[YOUR TASKS]:
(a) Using the interview about Rafael Correa's government below, decide whether each statement agrees with it: (i) the first bill raised the inheritance tax for the richest percentiles from 35 percent to 47.5 percent; (ii) the capital gains bill increased the tax on standard gains; (iii) the demonstrations against the tax proposals took place in June. Answer yes or no for each, quoting the deciding words of the interview.
(b) Write the next part of the interview about Rafael Correa's government, picking up after its final sentence.

[SELECTED EXCERPT]:
↓↓↓
In Defense of Rafael Correa
Rafael Correa’s administration began in 2007 as another important wave in Latin America’s “pink tide.” It was considered by many to be — along with Venezuela and Bolivia — the most radical of those anti-neoliberal governments.
Over the last few years, however, debates have raged within Ecuador about the nature of the administration, Correa’s use of executive power, the government’s policies toward indigenous peoples, and its relationship to broader social movements.
With these debates raging, we recently spoke to Guillaume Long, Ecuador’s minister of culture and a leading member of the governing Alianza País party, about the situation in the country. In what follows, he responds sharply to the criticism the government has been receiving both inside the country and from portions of the international left, including in Jacobin.
President Rafael Correa has faced opposition to his policies, consistently from the Right but also more recently from some on the Left. How do you characterize these movements?
What sparked the recent wave of protests was two bills put forward by the Ecuadorian government that tackled two of Marx’s favorite issues: inheritance and speculation. The bills proposed tax measures in order to address the longstanding inequality that continues to blight Ecuador, in the context of Latin America remaining the most unequal continent on earth.
The tax proposals targeted the very wealthiest sectors of society. The first bill increased the inheritance tax for the richest percentiles from 35 percent to 47.5 percent, while reducing it for the poorest. It also tackled the issue of trusts in foreign tax havens. Incredibly, many Ecuadorian oligarchs, including the mayor of Ecuador’s largest city Guayaquil, have their properties registered in tax havens abroad.
A second bill on capital gains sought to implement a tax on windfall profits on the sale of land and property. There was to be no increase on any standard gains and the measure, as in other parts of the world, was primarily aimed at discouraging property speculation, a common phenomenon in Ecuador. This displeased a number of rich potentates with access to privileged information on the location of future developments.
Ecuador’s old political elite fought back against these proposals. Well-funded propaganda campaigns, disingenuously promoting the idea that these taxes were a threat to the wider population, particularly to the middle classes, took a toll. In June, demonstrators took to the streets, largely centered around trying to force the government to back down over the taxes and significantly weaken it in the process.
Prominent players in this movement included some of the country’s most powerful right-wing politicians. Banker, former economy minister, presidential candidate, and neoliberal diehard Guillermo Lasso was one of the key actors behind the call to take to the streets. Likewise Jaime Nebot, the mayor of Guayaquil, promoted the opposition. Nebot, a long time ally and former appointed governor of the repressive Ecuadorian President León Febres-Cordero, is tainted by serious accusations linking him to human rights abuses and torture. The new right-wing mayor of Quito, Mauricio Rodas, also participated in the demonstrations.
↑↑↑
Location identification records
↓↓↓
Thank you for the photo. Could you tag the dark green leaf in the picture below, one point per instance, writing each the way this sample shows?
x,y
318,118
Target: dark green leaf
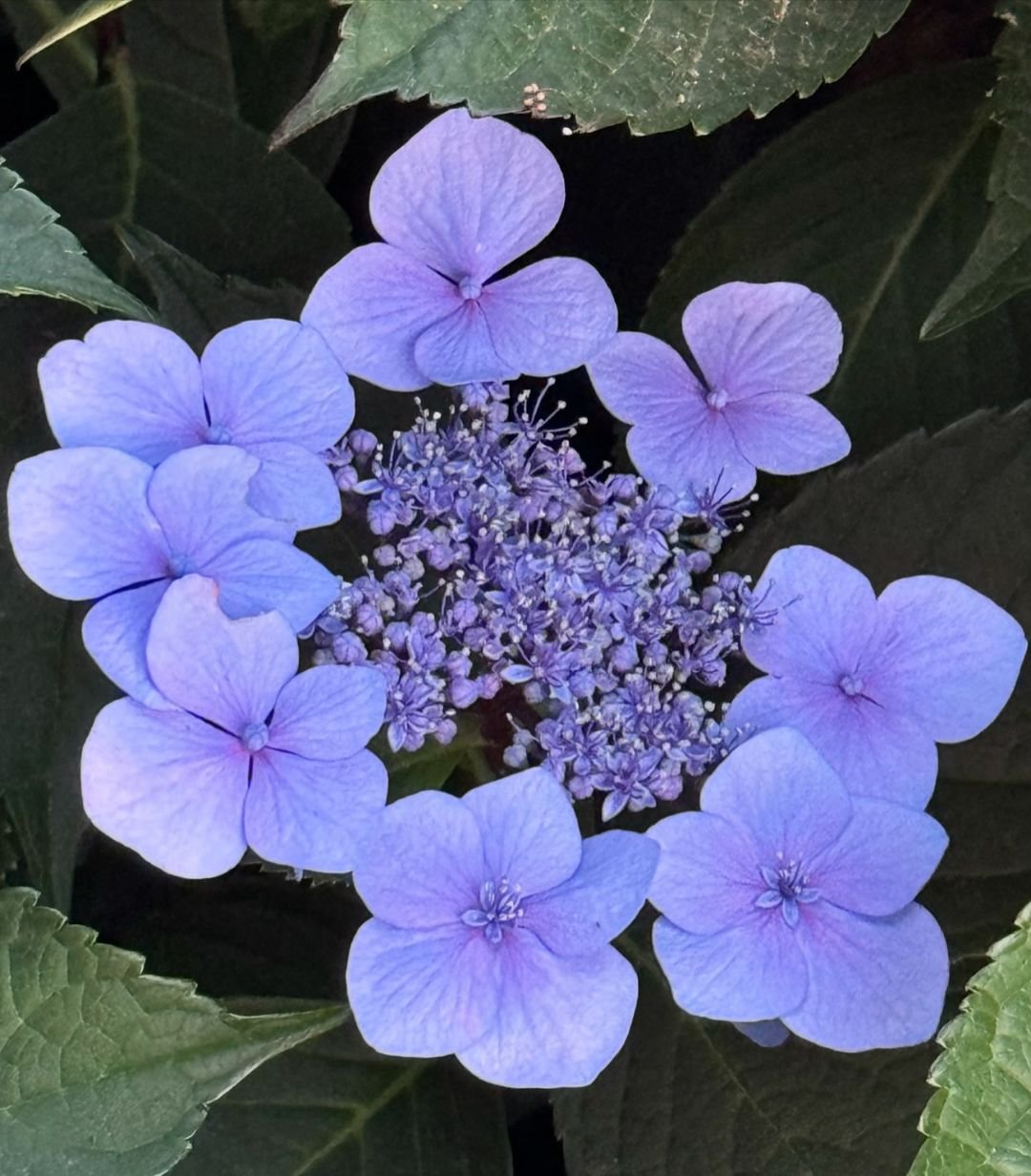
x,y
40,257
873,202
686,1098
957,503
333,1105
148,156
659,64
979,1120
1000,262
85,14
197,304
106,1071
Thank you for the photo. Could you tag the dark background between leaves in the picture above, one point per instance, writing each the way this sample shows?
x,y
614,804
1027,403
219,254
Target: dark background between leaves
x,y
682,1098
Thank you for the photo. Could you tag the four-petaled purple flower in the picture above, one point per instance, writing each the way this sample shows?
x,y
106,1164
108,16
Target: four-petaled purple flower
x,y
491,937
787,898
762,350
455,204
93,523
258,755
873,681
270,387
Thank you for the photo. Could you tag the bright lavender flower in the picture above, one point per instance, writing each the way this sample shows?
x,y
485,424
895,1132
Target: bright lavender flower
x,y
270,387
92,523
787,898
455,204
873,681
762,350
259,755
491,937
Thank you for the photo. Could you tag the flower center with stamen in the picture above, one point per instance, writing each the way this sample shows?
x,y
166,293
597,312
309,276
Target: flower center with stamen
x,y
254,736
499,907
469,288
787,886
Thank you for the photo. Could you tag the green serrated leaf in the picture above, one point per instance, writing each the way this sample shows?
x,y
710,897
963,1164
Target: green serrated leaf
x,y
656,64
333,1105
957,503
197,304
1000,262
85,14
40,257
979,1121
873,202
103,1070
145,155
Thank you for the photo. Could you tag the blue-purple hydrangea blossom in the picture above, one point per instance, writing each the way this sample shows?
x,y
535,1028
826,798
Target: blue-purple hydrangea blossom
x,y
492,934
787,898
95,523
542,577
873,681
269,387
762,350
456,203
254,754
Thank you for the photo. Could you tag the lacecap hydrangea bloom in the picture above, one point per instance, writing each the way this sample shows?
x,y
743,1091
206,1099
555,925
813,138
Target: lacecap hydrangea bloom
x,y
456,203
96,523
254,754
269,386
874,681
761,349
491,937
787,898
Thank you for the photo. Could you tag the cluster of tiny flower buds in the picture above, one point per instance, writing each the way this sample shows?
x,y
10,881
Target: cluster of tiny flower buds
x,y
502,563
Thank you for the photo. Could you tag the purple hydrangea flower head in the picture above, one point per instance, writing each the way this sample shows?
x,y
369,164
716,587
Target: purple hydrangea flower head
x,y
762,350
455,204
491,937
270,387
787,898
258,755
873,681
95,523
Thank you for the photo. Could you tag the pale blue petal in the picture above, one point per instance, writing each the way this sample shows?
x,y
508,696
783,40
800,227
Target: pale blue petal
x,y
79,522
314,814
600,900
273,380
293,485
425,867
874,751
752,338
752,971
116,630
529,830
873,983
882,858
707,872
227,672
168,786
955,696
467,196
262,574
827,614
422,993
550,317
329,711
559,1019
781,794
371,307
131,386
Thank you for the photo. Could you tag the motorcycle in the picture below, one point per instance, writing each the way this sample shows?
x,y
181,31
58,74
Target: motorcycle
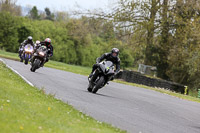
x,y
27,54
101,76
39,56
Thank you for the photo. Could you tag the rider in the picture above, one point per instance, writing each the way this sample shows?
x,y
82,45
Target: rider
x,y
47,43
24,43
113,56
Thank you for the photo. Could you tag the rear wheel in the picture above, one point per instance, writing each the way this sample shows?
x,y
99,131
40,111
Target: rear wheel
x,y
98,84
26,59
35,65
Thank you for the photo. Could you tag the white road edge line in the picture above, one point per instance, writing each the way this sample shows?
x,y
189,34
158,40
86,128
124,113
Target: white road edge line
x,y
17,73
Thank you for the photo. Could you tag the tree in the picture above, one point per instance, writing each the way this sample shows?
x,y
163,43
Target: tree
x,y
8,32
33,14
10,6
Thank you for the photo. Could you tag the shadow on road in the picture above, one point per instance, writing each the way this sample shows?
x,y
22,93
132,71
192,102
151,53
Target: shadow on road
x,y
99,94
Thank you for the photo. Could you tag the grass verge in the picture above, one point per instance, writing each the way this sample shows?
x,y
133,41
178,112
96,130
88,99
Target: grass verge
x,y
26,109
186,97
86,70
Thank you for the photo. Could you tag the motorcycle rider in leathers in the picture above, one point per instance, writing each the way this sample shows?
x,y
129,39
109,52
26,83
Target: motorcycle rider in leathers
x,y
23,44
47,43
113,56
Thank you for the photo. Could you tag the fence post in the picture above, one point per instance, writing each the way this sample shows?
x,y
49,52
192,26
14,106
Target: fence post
x,y
198,93
186,90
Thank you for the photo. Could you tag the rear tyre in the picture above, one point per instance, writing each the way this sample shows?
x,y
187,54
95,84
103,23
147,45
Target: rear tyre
x,y
98,84
26,60
35,65
89,89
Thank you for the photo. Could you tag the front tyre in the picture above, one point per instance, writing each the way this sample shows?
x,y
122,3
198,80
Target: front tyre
x,y
26,59
35,65
98,85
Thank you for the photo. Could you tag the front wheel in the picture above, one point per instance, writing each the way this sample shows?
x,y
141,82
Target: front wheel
x,y
35,65
98,84
26,59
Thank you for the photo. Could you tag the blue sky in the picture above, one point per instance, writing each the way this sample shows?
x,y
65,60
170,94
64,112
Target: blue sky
x,y
66,5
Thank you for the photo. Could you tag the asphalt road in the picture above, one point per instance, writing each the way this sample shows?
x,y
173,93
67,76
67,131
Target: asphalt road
x,y
134,109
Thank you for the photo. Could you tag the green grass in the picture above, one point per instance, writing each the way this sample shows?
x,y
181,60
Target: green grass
x,y
86,70
25,109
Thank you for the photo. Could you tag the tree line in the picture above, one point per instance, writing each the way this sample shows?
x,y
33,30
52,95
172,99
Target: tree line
x,y
161,33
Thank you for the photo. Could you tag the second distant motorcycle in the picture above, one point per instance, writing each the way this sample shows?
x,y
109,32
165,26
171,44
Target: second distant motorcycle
x,y
38,58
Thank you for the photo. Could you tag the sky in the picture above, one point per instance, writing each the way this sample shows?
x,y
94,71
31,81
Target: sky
x,y
66,5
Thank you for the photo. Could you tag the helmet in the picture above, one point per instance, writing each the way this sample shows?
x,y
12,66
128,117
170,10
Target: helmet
x,y
37,42
47,41
115,52
30,38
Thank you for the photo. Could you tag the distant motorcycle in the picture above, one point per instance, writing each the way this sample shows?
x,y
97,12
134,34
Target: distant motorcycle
x,y
101,76
27,54
39,56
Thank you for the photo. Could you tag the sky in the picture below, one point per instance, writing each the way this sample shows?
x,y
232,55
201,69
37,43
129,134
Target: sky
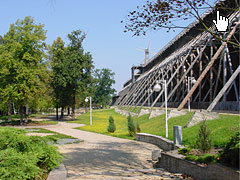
x,y
100,19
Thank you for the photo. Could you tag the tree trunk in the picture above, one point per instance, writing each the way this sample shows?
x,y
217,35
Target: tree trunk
x,y
9,110
56,112
21,115
62,112
73,107
68,110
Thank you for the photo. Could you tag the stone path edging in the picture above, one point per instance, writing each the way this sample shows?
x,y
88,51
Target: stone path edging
x,y
59,173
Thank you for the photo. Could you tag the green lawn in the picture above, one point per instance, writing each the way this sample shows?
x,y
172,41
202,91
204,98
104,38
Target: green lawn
x,y
55,134
221,128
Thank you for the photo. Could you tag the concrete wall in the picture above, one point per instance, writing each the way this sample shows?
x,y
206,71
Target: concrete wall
x,y
161,142
211,172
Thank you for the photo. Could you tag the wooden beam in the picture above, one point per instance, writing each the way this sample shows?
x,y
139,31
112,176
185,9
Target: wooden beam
x,y
223,90
210,64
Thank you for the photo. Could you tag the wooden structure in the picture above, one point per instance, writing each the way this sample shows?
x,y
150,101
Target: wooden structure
x,y
193,53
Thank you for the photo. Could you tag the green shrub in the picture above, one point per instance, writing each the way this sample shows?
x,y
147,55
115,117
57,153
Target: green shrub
x,y
230,153
111,126
184,151
24,157
131,127
204,141
206,158
15,165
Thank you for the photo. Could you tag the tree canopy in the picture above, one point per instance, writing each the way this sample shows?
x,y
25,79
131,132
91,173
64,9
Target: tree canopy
x,y
169,14
104,91
21,61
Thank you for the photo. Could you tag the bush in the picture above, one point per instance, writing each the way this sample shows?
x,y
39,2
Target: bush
x,y
230,153
131,127
111,126
206,158
184,151
25,157
204,141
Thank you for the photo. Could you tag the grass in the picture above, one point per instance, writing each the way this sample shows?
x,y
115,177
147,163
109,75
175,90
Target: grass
x,y
56,135
28,123
221,129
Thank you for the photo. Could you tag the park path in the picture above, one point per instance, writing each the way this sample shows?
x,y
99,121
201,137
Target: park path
x,y
106,157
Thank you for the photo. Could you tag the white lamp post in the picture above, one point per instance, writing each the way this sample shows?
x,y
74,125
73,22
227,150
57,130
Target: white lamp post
x,y
157,88
191,80
86,100
149,100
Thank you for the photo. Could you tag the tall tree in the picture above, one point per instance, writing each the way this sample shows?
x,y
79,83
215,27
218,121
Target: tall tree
x,y
80,66
104,91
59,72
22,55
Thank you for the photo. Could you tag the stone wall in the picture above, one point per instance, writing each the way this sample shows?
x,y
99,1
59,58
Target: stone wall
x,y
175,163
161,142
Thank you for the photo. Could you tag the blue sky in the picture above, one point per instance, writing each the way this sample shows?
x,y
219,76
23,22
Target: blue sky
x,y
109,45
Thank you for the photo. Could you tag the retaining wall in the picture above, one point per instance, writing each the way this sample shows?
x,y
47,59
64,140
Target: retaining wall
x,y
161,142
211,172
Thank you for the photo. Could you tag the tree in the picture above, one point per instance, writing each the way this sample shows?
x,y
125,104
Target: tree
x,y
59,73
104,91
21,61
80,65
157,14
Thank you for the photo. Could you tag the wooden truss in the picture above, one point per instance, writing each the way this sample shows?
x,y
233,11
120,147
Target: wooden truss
x,y
214,65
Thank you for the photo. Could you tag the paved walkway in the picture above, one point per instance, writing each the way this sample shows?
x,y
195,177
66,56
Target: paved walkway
x,y
106,157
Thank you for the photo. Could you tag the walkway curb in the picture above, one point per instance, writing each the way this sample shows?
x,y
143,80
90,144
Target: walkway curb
x,y
59,173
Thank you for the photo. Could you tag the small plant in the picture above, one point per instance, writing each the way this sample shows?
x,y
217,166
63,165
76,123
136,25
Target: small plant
x,y
138,126
230,153
111,127
206,158
184,151
131,127
204,142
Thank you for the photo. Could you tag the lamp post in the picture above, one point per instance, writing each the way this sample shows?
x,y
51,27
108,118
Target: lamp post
x,y
157,88
149,100
191,80
86,100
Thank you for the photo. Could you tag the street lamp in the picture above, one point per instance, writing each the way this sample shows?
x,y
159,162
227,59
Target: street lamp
x,y
86,100
149,100
157,88
191,80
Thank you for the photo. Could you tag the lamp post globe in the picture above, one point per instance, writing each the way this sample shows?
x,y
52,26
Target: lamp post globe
x,y
157,87
194,81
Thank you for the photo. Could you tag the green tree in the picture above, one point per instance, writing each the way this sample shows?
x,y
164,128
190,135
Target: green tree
x,y
20,60
104,91
60,71
80,65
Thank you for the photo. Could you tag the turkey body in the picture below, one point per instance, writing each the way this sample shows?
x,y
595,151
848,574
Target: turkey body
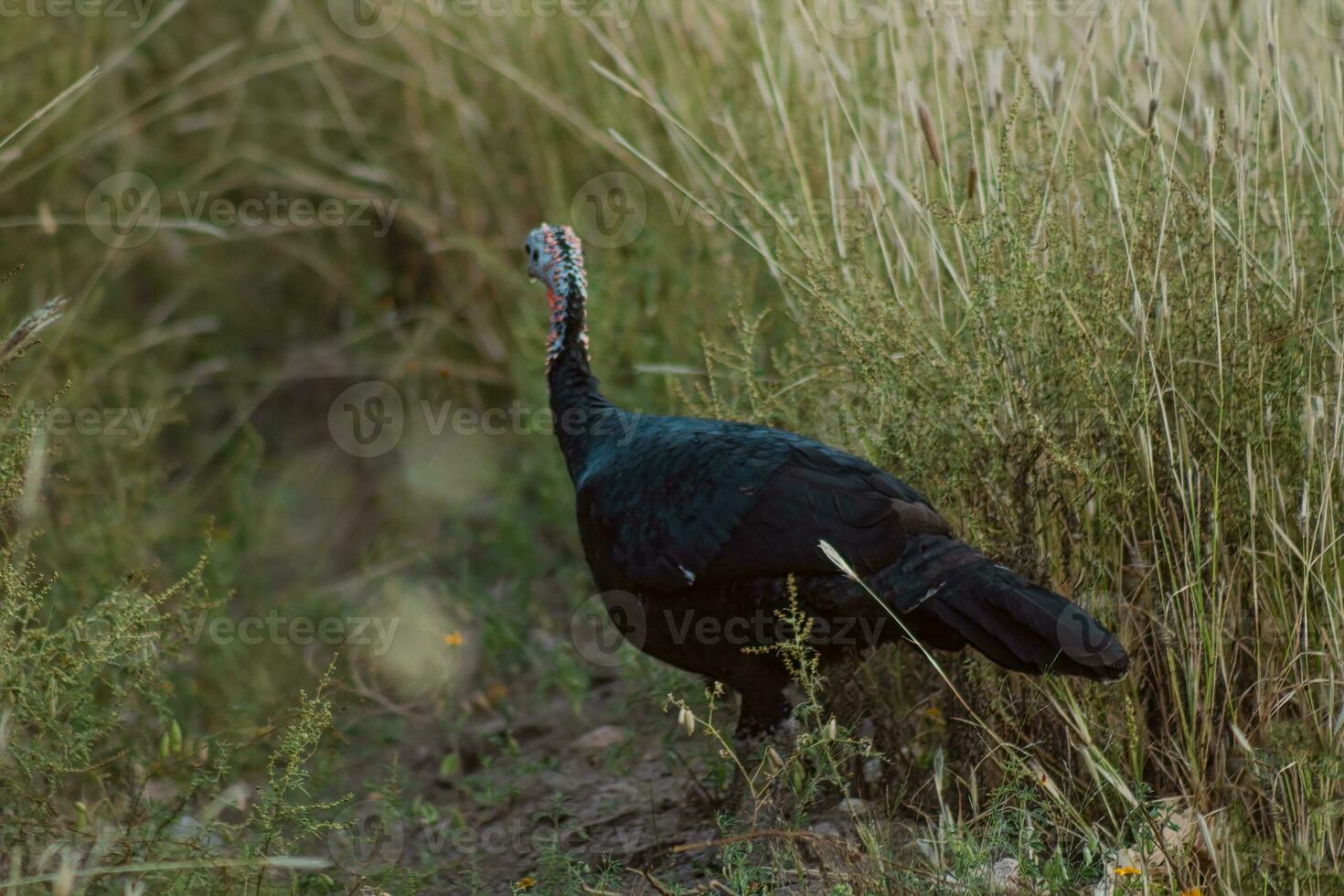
x,y
692,528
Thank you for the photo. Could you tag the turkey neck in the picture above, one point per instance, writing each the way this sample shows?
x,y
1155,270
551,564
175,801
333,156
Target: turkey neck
x,y
575,400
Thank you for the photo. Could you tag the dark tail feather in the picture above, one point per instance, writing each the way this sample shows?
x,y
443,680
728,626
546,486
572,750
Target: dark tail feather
x,y
943,587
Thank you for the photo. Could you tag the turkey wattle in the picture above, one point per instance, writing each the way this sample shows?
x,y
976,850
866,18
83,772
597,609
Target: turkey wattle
x,y
698,524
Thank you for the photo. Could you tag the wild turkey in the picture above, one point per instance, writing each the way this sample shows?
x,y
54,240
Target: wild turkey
x,y
691,528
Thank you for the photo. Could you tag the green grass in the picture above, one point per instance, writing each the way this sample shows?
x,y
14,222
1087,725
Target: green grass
x,y
1075,277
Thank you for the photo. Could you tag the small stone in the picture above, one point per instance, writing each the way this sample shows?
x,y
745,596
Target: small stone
x,y
1006,875
826,829
601,738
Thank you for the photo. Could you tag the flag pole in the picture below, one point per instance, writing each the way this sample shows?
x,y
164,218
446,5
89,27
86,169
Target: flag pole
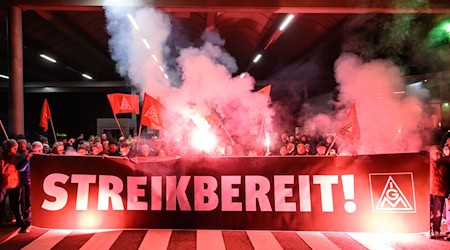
x,y
118,125
4,131
167,141
53,128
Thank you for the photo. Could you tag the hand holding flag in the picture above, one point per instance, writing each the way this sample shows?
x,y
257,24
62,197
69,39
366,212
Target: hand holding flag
x,y
45,116
151,113
349,130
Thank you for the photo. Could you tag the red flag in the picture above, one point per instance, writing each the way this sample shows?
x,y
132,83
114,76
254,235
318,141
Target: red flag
x,y
265,91
124,103
349,129
151,113
45,115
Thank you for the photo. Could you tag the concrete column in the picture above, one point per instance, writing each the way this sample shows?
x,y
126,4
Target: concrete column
x,y
16,99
↑↑↑
[ANSWERS TO THE TASKS]:
(a)
(i) Yes: "The first bill increased the inheritance tax for the richest percentiles from 35 percent to 47.5 percent, while reducing it for the poorest."
(ii) No: "There was to be no increase on any standard gains"
(iii) Yes: "In June, demonstrators took to the streets"

(b)
The slogan in the streets and on social networks was the very undemocratic “Fuera Correa Fuera” (Out Correa, Out), even though Correa was elected in the first round only two years earlier with 57 percent of the popular vote and a huge 30 percent lead over his nearest rival. The violence and language of the demonstrations were deeply undemocratic and aimed at ousting the government, even if the actors partaking in the unrest later denied that this was their real intention.
On June 15, seeking to reduce social tensions, President Correa deferred the tax-raising proposals, announcing a national dialogue to debate those measures and the wider issue of tackling inequality in Ecuador. His call for a dialogue is a far cry from the image of creeping authoritarianism that some opponents of the government seek to present in the international media.
So, both the motivation behind the unrest — opposition to the kind of redistributive measures that are a traditional bulwark of the Left — and the way it was promulgated, using large-scale corporate media propaganda, are pretty good indicators of the ideological current feeding into the protests. It was certainly not a left-wing or revolutionary spirit that inspired them.
One thing should be cleared up from the outset. Minority left-wing groups did call for a general strike on August 13, but it didn’t happen. There was no strike, no workplace closures, nothing that resembles what is understood as a workers strike in the English language. The word “paro” in the Spanish language can lead to confusion as in some countries it can stand both for “strike” and “protest.”
There was, however, an indigenous march which amounted to a few thousand taking to the streets, but it was a far cry from the great indigenous uprisings of the 1990s, which contributed to the ousting of various neoliberal presidents.
Though not overwhelming in size, and perhaps because of frustration over this, the demonstrations were exceptionally violent. Over one hundred police officers were left injured, with some policemen kidnapped and humiliated by protesters in the south of the country.
So I was taken aback by recent articles published in Jacobin, and other progressive outlets in Europe and the United States, about these protests, in particular, and more generally, about Ecuador’s Citizens’ Revolution. A group of left-wing thinkers seem to have fallen prey to the notion that Ecuador’s political process is no longer worthy of praise and that a “popular uprising” against the government of President Correa is underway.
In some cases this is based on a poor knowledge of Ecuador and a great deal of confusion regarding recent events. But in other cases it reflects a tendency to espouse a postmodern critique to nation-state building in general. This discourse could vaguely be defined as anti-power, anti-state, anti-leadership, and essentially liberal (even if the new fashionable word is “libertarian”). It cloaks itself in radical rhetoric but ultimately plays into the hands of a conservative political agenda.
It exalts non-state actors, NGOs, and a nebulously defined civil society, elected by no one, who are always seen as forces for good. Whereas governments attempting to fill the void left by the absence of the neoliberal state are the new authoritarian enemy that must be resisted.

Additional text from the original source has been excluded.